YOUR GOAL:
Will you output the entries below exactly, skipping every image they contain?

= Beginning of Section =

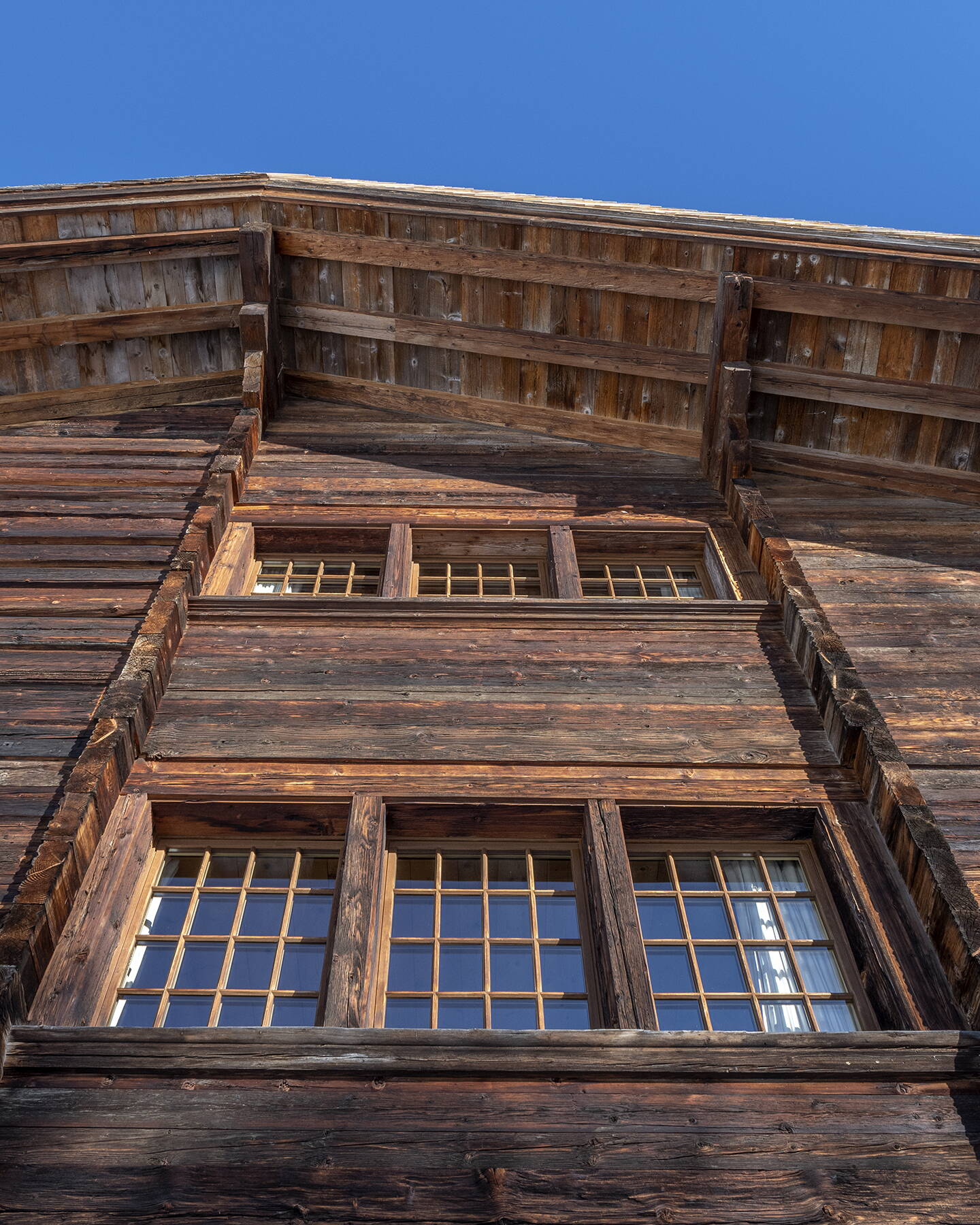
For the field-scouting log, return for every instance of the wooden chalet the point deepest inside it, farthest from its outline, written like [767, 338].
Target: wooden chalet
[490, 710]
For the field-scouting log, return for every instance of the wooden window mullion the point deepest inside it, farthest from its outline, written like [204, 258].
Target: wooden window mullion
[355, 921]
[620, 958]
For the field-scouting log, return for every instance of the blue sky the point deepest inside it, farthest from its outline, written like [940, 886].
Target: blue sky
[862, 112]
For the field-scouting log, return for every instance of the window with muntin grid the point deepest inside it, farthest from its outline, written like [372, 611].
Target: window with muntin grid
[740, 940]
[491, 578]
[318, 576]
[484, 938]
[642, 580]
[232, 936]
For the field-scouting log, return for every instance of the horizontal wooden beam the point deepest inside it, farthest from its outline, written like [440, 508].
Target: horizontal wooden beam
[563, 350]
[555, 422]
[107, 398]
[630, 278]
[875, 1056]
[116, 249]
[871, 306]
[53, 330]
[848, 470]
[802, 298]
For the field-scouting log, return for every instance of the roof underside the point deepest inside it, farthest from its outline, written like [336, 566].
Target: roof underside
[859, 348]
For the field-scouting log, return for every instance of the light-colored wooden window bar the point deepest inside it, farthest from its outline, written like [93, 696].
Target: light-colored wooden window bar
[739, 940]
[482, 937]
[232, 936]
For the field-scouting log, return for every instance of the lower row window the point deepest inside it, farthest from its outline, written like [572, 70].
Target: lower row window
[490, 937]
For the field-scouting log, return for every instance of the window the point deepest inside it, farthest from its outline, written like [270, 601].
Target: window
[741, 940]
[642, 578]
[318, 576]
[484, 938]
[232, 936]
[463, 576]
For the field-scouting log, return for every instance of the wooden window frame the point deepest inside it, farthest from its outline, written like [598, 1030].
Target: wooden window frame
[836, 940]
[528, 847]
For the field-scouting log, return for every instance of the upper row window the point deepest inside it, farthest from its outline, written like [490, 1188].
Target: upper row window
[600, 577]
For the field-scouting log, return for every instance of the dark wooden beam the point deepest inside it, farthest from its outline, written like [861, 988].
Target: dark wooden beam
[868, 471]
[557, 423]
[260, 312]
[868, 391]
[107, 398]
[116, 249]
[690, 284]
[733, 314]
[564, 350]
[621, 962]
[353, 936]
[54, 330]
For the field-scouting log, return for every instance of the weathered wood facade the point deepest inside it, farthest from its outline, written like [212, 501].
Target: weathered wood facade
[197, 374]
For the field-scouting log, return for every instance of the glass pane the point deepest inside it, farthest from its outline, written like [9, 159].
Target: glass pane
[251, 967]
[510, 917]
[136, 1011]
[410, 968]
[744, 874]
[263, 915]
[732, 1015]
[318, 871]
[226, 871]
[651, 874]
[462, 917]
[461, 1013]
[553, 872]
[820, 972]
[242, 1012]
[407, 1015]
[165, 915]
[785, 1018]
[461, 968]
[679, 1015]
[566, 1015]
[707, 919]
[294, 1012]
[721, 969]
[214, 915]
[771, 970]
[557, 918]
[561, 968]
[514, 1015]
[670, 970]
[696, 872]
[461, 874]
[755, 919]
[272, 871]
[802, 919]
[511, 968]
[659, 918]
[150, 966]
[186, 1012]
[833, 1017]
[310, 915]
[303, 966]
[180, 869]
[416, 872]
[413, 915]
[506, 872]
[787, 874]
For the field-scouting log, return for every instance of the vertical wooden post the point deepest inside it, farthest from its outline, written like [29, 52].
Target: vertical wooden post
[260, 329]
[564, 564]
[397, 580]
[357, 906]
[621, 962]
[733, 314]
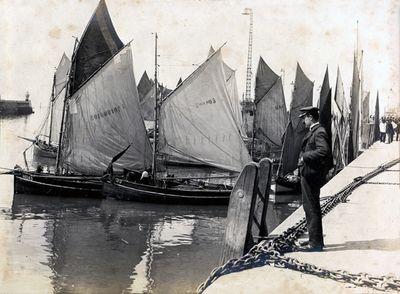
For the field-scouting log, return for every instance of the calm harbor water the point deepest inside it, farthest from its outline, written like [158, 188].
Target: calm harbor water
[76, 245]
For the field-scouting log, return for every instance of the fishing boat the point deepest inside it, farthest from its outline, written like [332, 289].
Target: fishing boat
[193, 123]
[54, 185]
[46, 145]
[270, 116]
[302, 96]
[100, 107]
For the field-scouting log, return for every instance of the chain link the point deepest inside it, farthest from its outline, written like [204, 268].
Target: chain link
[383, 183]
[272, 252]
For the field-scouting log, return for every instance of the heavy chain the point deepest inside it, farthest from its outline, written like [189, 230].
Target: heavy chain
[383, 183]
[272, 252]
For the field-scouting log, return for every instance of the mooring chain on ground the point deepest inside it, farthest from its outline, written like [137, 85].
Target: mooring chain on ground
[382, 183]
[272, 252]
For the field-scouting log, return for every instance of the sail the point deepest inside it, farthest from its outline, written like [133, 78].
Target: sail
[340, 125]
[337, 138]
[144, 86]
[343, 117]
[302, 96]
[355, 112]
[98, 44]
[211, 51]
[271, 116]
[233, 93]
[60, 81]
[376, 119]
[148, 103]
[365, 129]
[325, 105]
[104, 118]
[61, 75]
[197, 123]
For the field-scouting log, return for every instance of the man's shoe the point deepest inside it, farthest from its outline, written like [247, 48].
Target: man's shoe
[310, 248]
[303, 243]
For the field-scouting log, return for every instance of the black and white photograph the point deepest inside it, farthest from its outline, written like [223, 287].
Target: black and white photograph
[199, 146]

= End of Section =

RESULT FOR THIS EXERCISE:
For the field-scouting log, return for every instance of the wooden chalet the point deepest inside it, farthest from its outline, written like [767, 338].
Target: wooden chalet
[490, 710]
For the field-scouting log, return for every instance of the wooden window mullion the point deepest inside it, farthest from its outline, written like [204, 258].
Target: wooden window mullion
[355, 921]
[620, 958]
For the field-scouting log, return for every instance of the blue sky the point deepest inside it, farthest from its outline, written like [940, 886].
Target: blue sky
[862, 112]
For the field-scouting log, return for every instance of the window with muntin grid the point deepest inside it, farthest from its outline, written like [372, 611].
Target: window with muntin grid
[740, 940]
[491, 578]
[318, 576]
[484, 938]
[642, 580]
[232, 936]
For the field-scouting log, return for every instance of the horizontal wooden beam the point deepest inside it, farthest from its outline, written like [440, 508].
Target: horizontal wooden beam
[563, 350]
[555, 422]
[107, 398]
[630, 278]
[875, 1056]
[116, 249]
[871, 306]
[53, 330]
[848, 470]
[802, 298]
For the field-scouting log, return for every instance of the roof underside the point deepest inside it, farthest from its outline, written like [336, 566].
Target: roof underside
[859, 348]
For the field-scouting log, return for every instance of the light-colored wooden window bar the point deepest inside it, farthest from its outline, written like [93, 696].
Target: light-colored wooden window bar
[739, 940]
[482, 937]
[232, 936]
For the field-scouting log, return for every instance of the lower row window the point deepest inside it, farthest from its outline, written like [572, 70].
Target: lower row window
[490, 937]
For the field-scouting log, return for every instance of the window the point deepest inside it, farthest from its outline, written like [270, 601].
Target: window
[741, 940]
[642, 578]
[318, 576]
[484, 938]
[232, 936]
[463, 576]
For the field-scouting log, return for every instance of the wooden window frame the point deepest inside it, farthest from its outline, written like [598, 1030].
Target: wooden window frame
[836, 940]
[528, 847]
For the field-scouting log, return for every instance of the upper row window the point deepest inside it, farthest from its outline, written like [490, 1188].
Target: upper row window
[600, 577]
For the field-scouting log, return for every instance of the dark wooden beam the point deepest inside it, farthest from its outline, written like [861, 988].
Target: dark wooden beam
[868, 471]
[557, 423]
[260, 312]
[868, 391]
[107, 398]
[116, 249]
[690, 284]
[733, 314]
[564, 350]
[621, 962]
[353, 936]
[54, 330]
For the field-scouting log, return for every instance of the weathered wood facade the point deepest inside it, farthest from its outline, written like [212, 501].
Target: weathered wood facade
[197, 374]
For the field-scouting log, return for every instance of the glass pane the point deepest inside it, farthest from its outline, written like [9, 159].
Target: glass pane
[251, 967]
[510, 917]
[136, 1011]
[410, 968]
[744, 874]
[263, 915]
[732, 1015]
[318, 871]
[226, 871]
[651, 874]
[462, 917]
[461, 1013]
[553, 872]
[820, 972]
[242, 1012]
[407, 1015]
[165, 915]
[785, 1018]
[461, 968]
[679, 1015]
[566, 1015]
[707, 919]
[294, 1012]
[721, 969]
[214, 915]
[771, 970]
[557, 918]
[561, 968]
[514, 1015]
[670, 970]
[696, 872]
[461, 874]
[755, 919]
[272, 871]
[802, 919]
[511, 968]
[659, 918]
[150, 966]
[186, 1012]
[833, 1017]
[310, 915]
[303, 966]
[180, 869]
[416, 872]
[413, 915]
[506, 872]
[787, 874]
For the field-scouting log, return for every instance of the vertical wooden post the point deepest inside it, farthest from its outline, written like [29, 52].
Target: vertical wooden post
[260, 329]
[564, 564]
[397, 580]
[357, 906]
[621, 962]
[733, 314]
For the field-scouting log, return for every instance of the calm harbor water the point deepest inside it, farthest from its outline, written like [158, 188].
Target: calm harbor water
[76, 245]
For the field-scouting log, return for every instance of the fishing boat the point deepest inside it, farthest from its outline, written like [332, 289].
Target: fishing boat
[193, 123]
[54, 185]
[46, 145]
[270, 116]
[302, 96]
[100, 107]
For the field-scouting log, return for every instance of the chain link the point deepest inside it, farthest from its outline, written like [204, 268].
Target: chain link
[383, 183]
[272, 252]
For the field-scouting log, return for every instance of the heavy chain the point deepest inside it, farthest from its outline, written like [189, 230].
Target: heavy chain
[383, 183]
[272, 252]
For the field-scouting log, return for every instance of the mooring chain on ground the point deepest inside it, farthest from its outline, written like [137, 85].
Target: mooring chain on ground
[382, 183]
[272, 252]
For the field-scouting log, return for every instance of the sail the point deepest inside it, farthest from its outline, written like [133, 78].
Target: sail
[340, 125]
[337, 138]
[144, 86]
[343, 117]
[302, 96]
[355, 112]
[98, 44]
[211, 51]
[271, 116]
[233, 93]
[60, 81]
[376, 119]
[148, 103]
[365, 129]
[325, 105]
[104, 118]
[61, 75]
[197, 123]
For the field-scouting log, return for every instance of the man's shoe the point deepest inside it, farthest from its outline, written like [247, 48].
Target: man's shoe
[310, 248]
[303, 243]
For the field-scouting log, return for every instance of the black and white photograph the point deepest inside it, farthest from its outline, written like [223, 287].
Target: black and white photograph
[199, 146]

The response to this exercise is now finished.